Document segment
-- Begin --

# Topics > Fall & Winter RoadTrips >  Minot North Dakota to Bossier City Louisiana

## nodakcajun

Any advice on a route with the least amount of hills/ mountains? I will be pulling a 30' travel trailer with a 2011 5.3L 4x4 Crew Cab Silverado. I have the highway friendly 3.42 gear ratio and not the optimal 3.73 ratio. The camper weights 6500lbs dry and i estimate about 6800lbs with the gear currently in it. I know with wind resistance i will be close to the 9300lbs tow capacity. It definitely doesn't like long or tall hills. What would be the best route to take to bypass the long hills of Missouri and the west side of Arkansas? Looking to start bypassing south of Sioux Falls SD. Thanks for your time and help!!

----------


## AZBuck

Welcome aboard the RoadTrip America Forums!

Technically, I suppose, you could just follow the Missouri/Mississippi downstream before finishing up by striking west to Bossier City, but that wouldn't be the most efficient route, especially when it's relatively easy to skirt the Ozarks to the west. Use US-52/US-281 down through Carrington to I-94 east. At Fargo pick up I-29 south to Kansas City. Bypass the city to the west on I-435 to I-35, but shortly after leaving KC get on US-169 south to Tulsa. US-169 is freeway quality as it bypasses the hart of Tulsa to the east an south and takes you to US-75 south to the Indian Nations Turnpike (toll) which becomes US-271. Use the US-271/US-82 bypass around Paris TX and take US-82 east to I-30 at New Boston. At Texarkana there's yet another bypass, US-59 south/TX-151 east/AR-245 east to AR-549 south and finally US-71 south to Shreveport/Bossier City. All of those roads are pretty flat and many of the US routes are multi-lane divided highways. Indeed a few of them are in the process of being upgraded to Interstate routes so you shouldn't see many real traffic difficulties either.

AZBuck

----------

-- End --

Data items:

-- Begin --

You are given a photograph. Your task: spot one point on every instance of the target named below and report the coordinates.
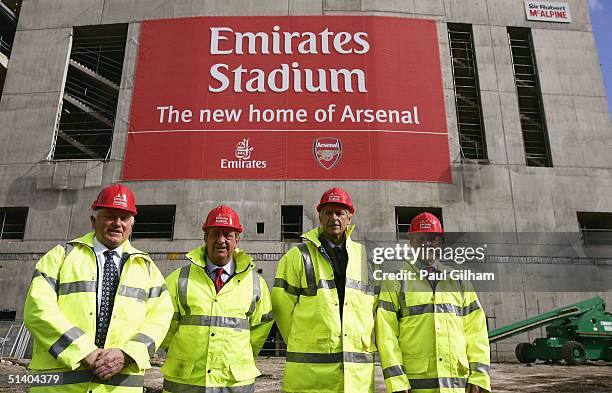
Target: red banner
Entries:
(288, 98)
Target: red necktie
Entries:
(219, 279)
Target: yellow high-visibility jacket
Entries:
(325, 354)
(61, 313)
(214, 338)
(432, 341)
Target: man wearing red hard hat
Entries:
(222, 313)
(99, 308)
(324, 301)
(431, 331)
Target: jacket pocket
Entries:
(177, 368)
(310, 342)
(416, 365)
(463, 365)
(244, 371)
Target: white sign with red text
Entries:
(547, 11)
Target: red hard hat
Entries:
(426, 222)
(336, 195)
(222, 216)
(116, 196)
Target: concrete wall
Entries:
(501, 196)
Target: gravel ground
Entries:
(506, 377)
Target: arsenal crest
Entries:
(327, 152)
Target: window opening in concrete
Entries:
(472, 141)
(12, 222)
(291, 222)
(404, 214)
(91, 93)
(154, 222)
(595, 228)
(531, 109)
(9, 14)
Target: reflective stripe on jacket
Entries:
(432, 341)
(215, 337)
(323, 353)
(61, 313)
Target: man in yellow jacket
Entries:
(432, 333)
(99, 308)
(222, 314)
(324, 303)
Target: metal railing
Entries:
(14, 340)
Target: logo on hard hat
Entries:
(120, 200)
(243, 153)
(223, 219)
(327, 152)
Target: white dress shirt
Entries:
(99, 250)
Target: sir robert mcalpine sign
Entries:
(547, 11)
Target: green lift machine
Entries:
(574, 333)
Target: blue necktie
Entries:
(110, 282)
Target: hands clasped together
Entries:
(105, 363)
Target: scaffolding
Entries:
(531, 110)
(470, 123)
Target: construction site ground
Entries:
(506, 377)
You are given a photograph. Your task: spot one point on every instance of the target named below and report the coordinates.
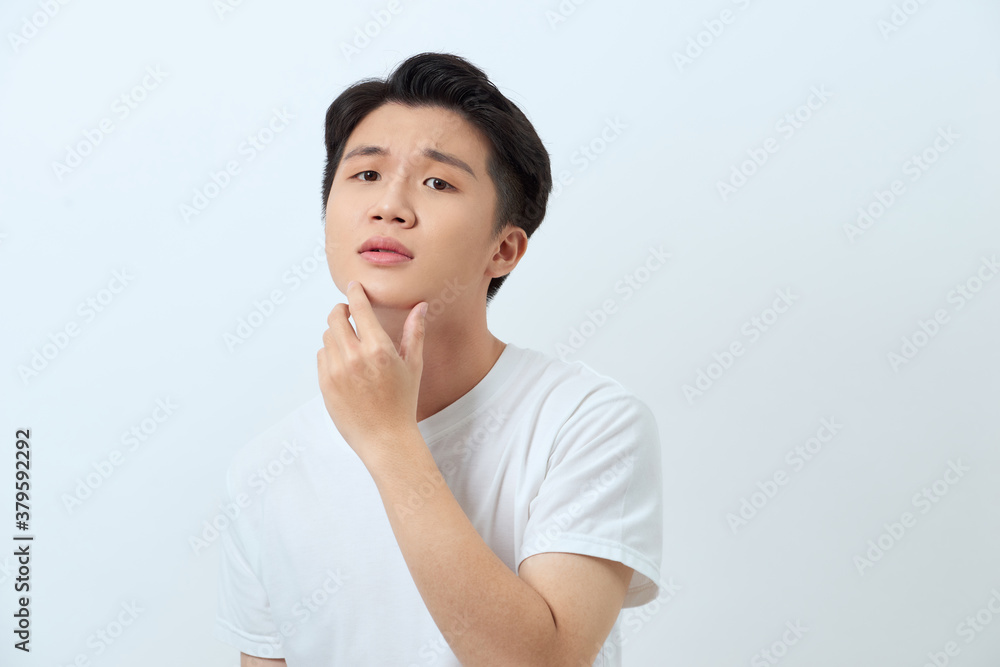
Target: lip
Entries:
(375, 257)
(376, 243)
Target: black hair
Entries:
(518, 163)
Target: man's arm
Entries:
(558, 612)
(254, 661)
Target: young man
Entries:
(447, 498)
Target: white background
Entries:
(687, 125)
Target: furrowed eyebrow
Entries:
(429, 153)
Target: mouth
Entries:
(380, 256)
(384, 245)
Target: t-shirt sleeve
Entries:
(602, 493)
(243, 614)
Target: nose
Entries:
(393, 205)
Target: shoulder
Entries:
(576, 387)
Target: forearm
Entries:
(486, 613)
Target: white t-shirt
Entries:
(543, 455)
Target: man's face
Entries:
(403, 176)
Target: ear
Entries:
(510, 246)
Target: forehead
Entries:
(407, 129)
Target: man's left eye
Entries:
(436, 181)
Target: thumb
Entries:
(412, 344)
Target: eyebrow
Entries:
(430, 153)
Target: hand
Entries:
(370, 389)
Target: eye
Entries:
(436, 181)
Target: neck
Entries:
(457, 355)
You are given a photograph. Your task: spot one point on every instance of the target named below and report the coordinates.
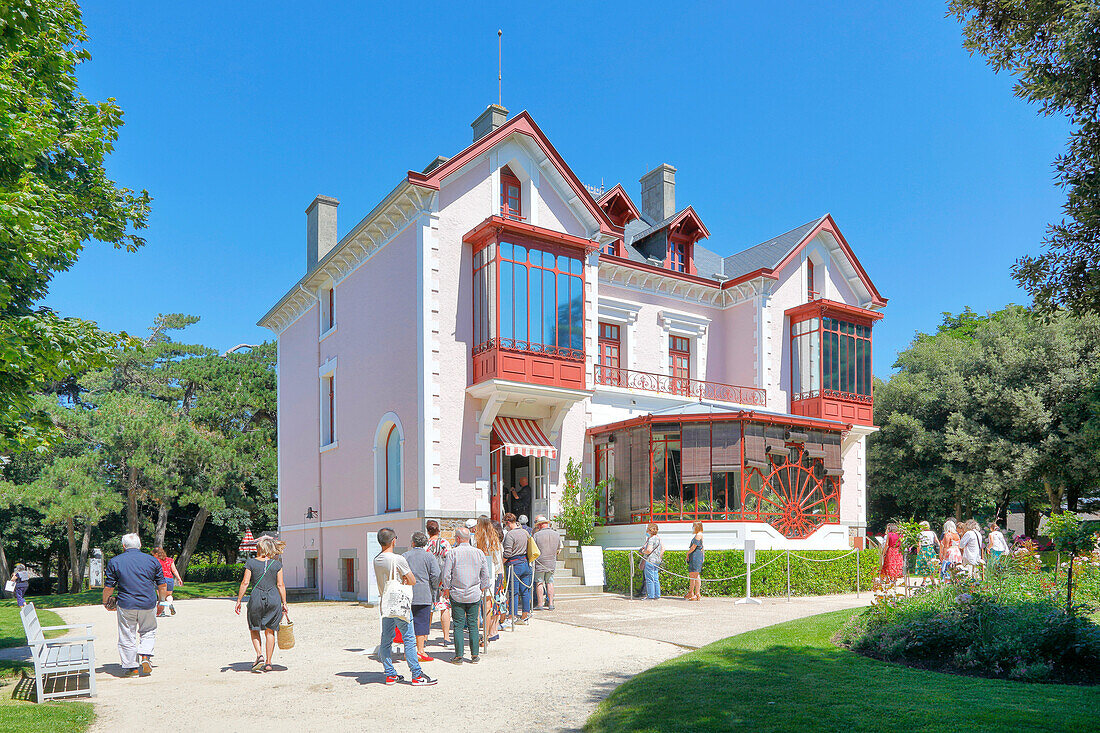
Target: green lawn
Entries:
(791, 677)
(47, 718)
(59, 717)
(95, 597)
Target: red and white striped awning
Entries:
(523, 437)
(248, 544)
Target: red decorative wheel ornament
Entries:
(795, 496)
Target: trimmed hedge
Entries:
(211, 573)
(807, 577)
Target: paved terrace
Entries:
(549, 675)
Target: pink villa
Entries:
(493, 318)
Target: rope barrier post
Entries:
(857, 567)
(788, 575)
(512, 598)
(749, 559)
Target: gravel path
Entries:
(549, 675)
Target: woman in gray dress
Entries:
(695, 565)
(266, 600)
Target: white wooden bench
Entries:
(58, 656)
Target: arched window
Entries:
(393, 469)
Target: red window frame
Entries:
(385, 472)
(512, 199)
(608, 356)
(349, 575)
(332, 411)
(492, 305)
(680, 362)
(678, 255)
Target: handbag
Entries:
(396, 598)
(285, 633)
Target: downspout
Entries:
(320, 491)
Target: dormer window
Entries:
(510, 200)
(678, 256)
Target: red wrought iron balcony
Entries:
(688, 389)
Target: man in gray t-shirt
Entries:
(549, 543)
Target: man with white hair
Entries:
(465, 578)
(140, 581)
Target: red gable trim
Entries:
(833, 308)
(828, 225)
(521, 123)
(645, 266)
(690, 214)
(496, 225)
(618, 195)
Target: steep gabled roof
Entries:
(523, 124)
(767, 255)
(617, 204)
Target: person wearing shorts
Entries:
(425, 566)
(549, 544)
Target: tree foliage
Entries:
(990, 409)
(55, 196)
(1053, 48)
(172, 440)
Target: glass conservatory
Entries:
(705, 463)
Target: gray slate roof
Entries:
(765, 254)
(646, 237)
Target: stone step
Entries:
(578, 590)
(294, 594)
(567, 580)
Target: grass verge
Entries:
(69, 717)
(791, 677)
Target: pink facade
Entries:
(387, 398)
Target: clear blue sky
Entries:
(239, 113)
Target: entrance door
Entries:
(680, 363)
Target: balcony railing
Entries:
(629, 379)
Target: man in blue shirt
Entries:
(140, 581)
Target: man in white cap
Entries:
(549, 543)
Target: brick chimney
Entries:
(659, 193)
(490, 120)
(320, 229)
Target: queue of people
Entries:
(486, 570)
(961, 547)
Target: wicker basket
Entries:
(286, 634)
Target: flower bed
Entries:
(1009, 625)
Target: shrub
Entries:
(807, 577)
(998, 628)
(210, 573)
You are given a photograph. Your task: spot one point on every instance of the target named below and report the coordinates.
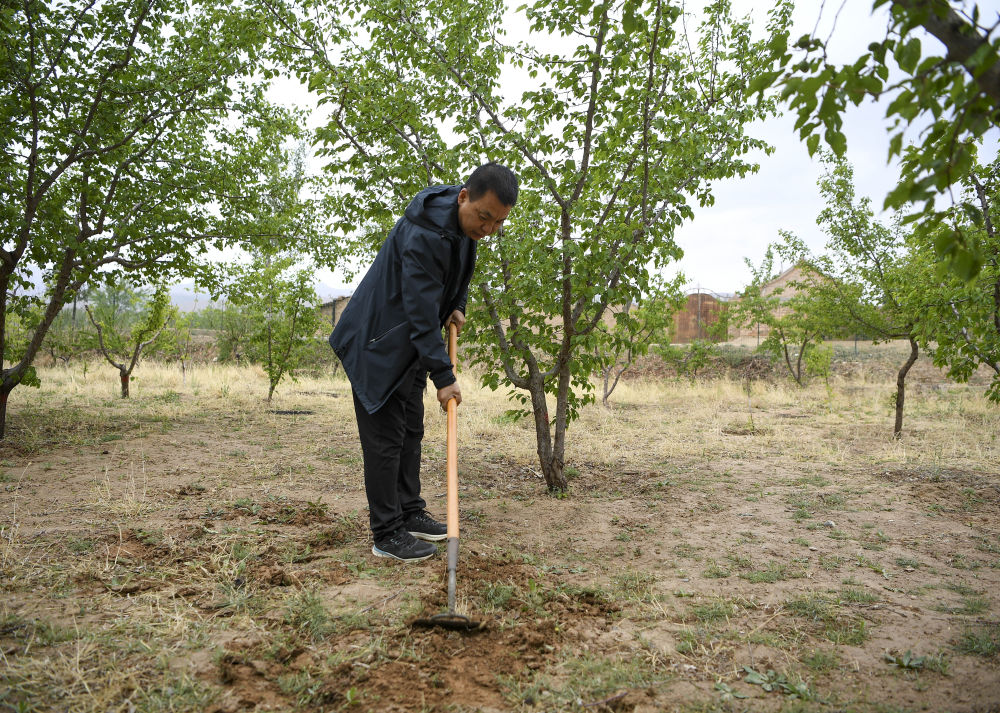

-- End --

Task description
Reproduce the forum thread from "# Topics > Fall" up to and including "RoadTrip America Forums!", switching "Silverado" to "Sierra" wherever it occurs.

Task answer
# Topics > Fall & Winter RoadTrips >  Minot North Dakota to Bossier City Louisiana

## nodakcajun

Any advice on a route with the least amount of hills/ mountains? I will be pulling a 30' travel trailer with a 2011 5.3L 4x4 Crew Cab Sierra. I have the highway friendly 3.42 gear ratio and not the optimal 3.73 ratio. The camper weights 6500lbs dry and i estimate about 6800lbs with the gear currently in it. I know with wind resistance i will be close to the 9300lbs tow capacity. It definitely doesn't like long or tall hills. What would be the best route to take to bypass the long hills of Missouri and the west side of Arkansas? Looking to start bypassing south of Sioux Falls SD. Thanks for your time and help!!

----------


## AZBuck

Welcome aboard the RoadTrip America Forums!